OBIETTIVO
Riassumi in due frasi il brano sul clima e su Greta Thunberg.

Se da un lato questi eventi sono importanti passi avanti, dall’altro purtroppo il 2020 è stato l'anno più caldo mai registrato e per evitare una catastrofe sarebbe necessaria una riduzione delle emissioni che invece sono in aumento costante. Si rende perciò necessaria una rapida reazione della società intera.

La stampa e i media ci hanno fatto conoscere Greta Thunberg commentando “con simpatia” il suo visetto, innocente e trasognato che è diventato l’icona delle proteste. Ci ha  raccontato dei suoi scioperi per il clima, che centinaia di studenti hanno imitato, dal Canada all’Australia, dalla Germania agli Usa e delle sue presenze  alla conferenza di Katowice, all’Eliseo, al forum di Davos, alla Commissione Europea .    

Ma il modo “confidenziale” in cui la stampa italiana racconta spesso di Greta e della sua lotta, rischia di non comunicarci la drammaticità del messaggio che i giovani vogliono trasmetterci. Il racconto della “sedicenne che ha ridato ai giovani una causa per cui impegnarsi portandoli in piazza per un futuro mondo più verde”, rischia di far passare anche un messaggio distorto: che i problemi non riguardino tutti e adesso.

 

Il primo passo per evitare questo rischio è innanzitutto quello di smetterla di considerare che l'ambientalismo sia un problema che riguarda solo il futuro dei giovani ed essere consapevoli che interessa da vicino e adesso noi genitori e  nonni dei giovani: le estati sopra i 40°, che fanno e faranno sempre più strage di anziani, arriveranno molto prima del 2050.  Già ora molti italiani vivono nella precarietà di una casa spazzata via dalla furia delle acque di un nubifragio estivo o dalle fiamme di incendi talora attivati da mani sconsiderate ma alimentati da venti torridi che soffiano su boschi e coltivazioni arsi e aridi. Nel 2050 gran parte del Mezzogiorno sarà desertificata, ma già oggi interi raccolti vanno in fumo ogni anno. Già adesso gran parte dei migranti arriva dai luoghi della terra più colpiti dalla siccità: Africa occidentale, Corno d’Africa, Pakistan e Bangladesh. E l’esodo aumenterà. Finché si continua a dare l’idea che gli ambientalisti si occupino di “problemi del futuro” e di persone che noi manco conosciamo e alle quali non diamo un volto e un nome a noi noti, si mistifica la realtà. E si procura, di nuovo, alla gente una scusa per non occuparsene e per evitare di non convincersi dell'urgenza e attualità dei problemi ambientali.

 Ma Greta, nel suo urlare ai politici di assumersi le loro responsabilità coglie nel cuore del problema: senza uno sbocco politico, la lotta per l’ambiente andrà sprecata. Spesso i media dipingono Greta e i giovani che con lei si mobilitano, come un’alternativa alla politica quasi in contrapposizione ad essa. E molte associazioni ambientaliste tengono a proclamarsi apartitiche e apolitiche ribadendo le connotazioni “civiche” del loro impegno.

(Voci di dati archiviate)
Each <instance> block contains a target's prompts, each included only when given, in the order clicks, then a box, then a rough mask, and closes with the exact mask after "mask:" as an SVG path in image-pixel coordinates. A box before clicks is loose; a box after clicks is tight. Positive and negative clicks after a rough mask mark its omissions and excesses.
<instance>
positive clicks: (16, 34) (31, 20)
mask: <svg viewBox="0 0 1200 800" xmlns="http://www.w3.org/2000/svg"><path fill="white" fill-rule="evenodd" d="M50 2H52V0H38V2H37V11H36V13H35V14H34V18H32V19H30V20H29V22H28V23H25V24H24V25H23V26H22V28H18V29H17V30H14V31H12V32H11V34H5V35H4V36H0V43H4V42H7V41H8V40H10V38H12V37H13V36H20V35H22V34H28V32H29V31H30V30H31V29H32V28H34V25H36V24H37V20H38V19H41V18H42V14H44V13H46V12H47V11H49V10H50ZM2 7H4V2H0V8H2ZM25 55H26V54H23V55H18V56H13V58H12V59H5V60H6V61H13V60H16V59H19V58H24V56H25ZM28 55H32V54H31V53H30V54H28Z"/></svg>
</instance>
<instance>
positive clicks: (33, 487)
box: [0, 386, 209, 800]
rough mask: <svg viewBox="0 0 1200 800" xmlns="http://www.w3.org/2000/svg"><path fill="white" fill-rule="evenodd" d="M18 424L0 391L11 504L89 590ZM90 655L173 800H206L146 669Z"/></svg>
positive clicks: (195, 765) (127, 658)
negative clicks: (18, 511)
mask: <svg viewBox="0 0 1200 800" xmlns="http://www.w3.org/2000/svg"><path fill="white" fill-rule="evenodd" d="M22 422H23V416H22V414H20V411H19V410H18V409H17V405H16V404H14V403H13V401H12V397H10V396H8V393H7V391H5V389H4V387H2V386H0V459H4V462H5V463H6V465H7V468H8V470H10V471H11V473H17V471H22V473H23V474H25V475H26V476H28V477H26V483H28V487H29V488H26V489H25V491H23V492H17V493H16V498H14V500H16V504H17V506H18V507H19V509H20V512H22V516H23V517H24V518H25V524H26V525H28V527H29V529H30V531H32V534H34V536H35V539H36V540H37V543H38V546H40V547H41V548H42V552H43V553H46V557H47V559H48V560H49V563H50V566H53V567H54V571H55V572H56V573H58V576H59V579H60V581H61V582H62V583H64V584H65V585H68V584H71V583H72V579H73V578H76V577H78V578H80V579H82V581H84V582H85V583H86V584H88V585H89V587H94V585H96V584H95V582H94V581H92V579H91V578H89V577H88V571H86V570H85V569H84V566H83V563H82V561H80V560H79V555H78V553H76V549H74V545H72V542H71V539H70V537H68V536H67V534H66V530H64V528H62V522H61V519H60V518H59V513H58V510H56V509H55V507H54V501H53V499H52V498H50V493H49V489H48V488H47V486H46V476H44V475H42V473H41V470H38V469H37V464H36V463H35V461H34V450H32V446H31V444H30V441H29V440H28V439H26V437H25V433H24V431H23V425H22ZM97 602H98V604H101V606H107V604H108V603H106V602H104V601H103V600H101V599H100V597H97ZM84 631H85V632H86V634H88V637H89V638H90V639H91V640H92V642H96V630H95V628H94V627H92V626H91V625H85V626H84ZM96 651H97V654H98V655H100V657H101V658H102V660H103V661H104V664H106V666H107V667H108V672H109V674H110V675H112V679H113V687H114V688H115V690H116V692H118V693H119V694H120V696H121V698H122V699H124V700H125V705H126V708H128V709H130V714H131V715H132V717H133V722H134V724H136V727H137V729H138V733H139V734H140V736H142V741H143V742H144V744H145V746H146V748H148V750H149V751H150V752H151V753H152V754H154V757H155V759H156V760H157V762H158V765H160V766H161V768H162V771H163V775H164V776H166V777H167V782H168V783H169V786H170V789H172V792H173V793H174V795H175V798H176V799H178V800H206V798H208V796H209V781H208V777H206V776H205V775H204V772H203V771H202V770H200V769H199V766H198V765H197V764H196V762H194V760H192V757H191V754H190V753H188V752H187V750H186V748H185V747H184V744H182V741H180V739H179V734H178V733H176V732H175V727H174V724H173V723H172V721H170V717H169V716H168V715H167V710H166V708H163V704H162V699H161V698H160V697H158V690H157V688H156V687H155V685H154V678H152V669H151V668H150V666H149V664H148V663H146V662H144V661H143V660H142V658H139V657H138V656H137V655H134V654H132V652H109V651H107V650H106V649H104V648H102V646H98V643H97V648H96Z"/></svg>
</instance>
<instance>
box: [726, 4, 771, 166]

COMPITO SVOLTO
La stampa italiana racconta spesso Greta Thunberg e le sue proteste in modo confidenziale, e così rischia di far passare l'idea distorta che i problemi ambientali non riguardino tutti e adesso. Il brano sostiene invece che nubifragi, incendi, raccolti perduti e migrazioni dalle zone colpite dalla siccità sono già realtà che toccano da vicino anche genitori e nonni, e che, come grida Greta ai politici, senza uno sbocco politico la lotta per l'ambiente andrà sprecata.